[Given data]
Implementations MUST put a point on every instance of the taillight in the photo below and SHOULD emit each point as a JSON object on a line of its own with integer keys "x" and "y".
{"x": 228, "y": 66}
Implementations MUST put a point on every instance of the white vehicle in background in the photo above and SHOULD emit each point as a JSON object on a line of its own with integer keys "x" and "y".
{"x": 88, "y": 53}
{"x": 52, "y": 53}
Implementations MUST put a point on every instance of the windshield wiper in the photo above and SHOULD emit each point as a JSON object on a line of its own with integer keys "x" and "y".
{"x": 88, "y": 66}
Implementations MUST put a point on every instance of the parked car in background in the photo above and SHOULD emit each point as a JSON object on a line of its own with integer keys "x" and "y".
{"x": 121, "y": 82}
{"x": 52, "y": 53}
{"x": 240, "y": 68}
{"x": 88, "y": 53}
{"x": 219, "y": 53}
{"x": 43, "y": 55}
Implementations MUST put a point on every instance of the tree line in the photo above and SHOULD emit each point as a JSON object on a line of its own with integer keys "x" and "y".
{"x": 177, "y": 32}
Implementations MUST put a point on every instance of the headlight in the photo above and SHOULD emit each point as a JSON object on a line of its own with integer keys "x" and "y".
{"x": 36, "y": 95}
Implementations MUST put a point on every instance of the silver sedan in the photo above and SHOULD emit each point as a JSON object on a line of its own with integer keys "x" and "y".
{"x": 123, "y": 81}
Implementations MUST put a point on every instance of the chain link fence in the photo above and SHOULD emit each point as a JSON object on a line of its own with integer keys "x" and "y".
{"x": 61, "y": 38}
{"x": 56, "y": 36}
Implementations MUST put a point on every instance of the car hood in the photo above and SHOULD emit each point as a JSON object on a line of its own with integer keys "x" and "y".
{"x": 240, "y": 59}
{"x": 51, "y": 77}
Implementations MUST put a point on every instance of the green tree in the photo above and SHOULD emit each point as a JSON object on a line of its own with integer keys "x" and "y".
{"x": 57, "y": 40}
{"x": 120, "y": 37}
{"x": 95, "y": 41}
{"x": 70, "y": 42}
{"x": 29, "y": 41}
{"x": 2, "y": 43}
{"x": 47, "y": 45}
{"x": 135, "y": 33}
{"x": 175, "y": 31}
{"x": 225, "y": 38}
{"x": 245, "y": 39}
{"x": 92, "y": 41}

[Work to complete]
Word for word, quote the lines from the line containing "Implementations MUST put a point on every instance of the green" through the end of the material, both included, and nothing else.

[Response box]
Implementations MUST put a point on every instance of the green tree in the photo above and SHOULD emit each point as a JSON object on a line of its own with integer keys "x" and "y".
{"x": 57, "y": 40}
{"x": 120, "y": 37}
{"x": 95, "y": 41}
{"x": 70, "y": 42}
{"x": 29, "y": 41}
{"x": 2, "y": 43}
{"x": 47, "y": 45}
{"x": 135, "y": 33}
{"x": 175, "y": 31}
{"x": 225, "y": 38}
{"x": 245, "y": 39}
{"x": 92, "y": 41}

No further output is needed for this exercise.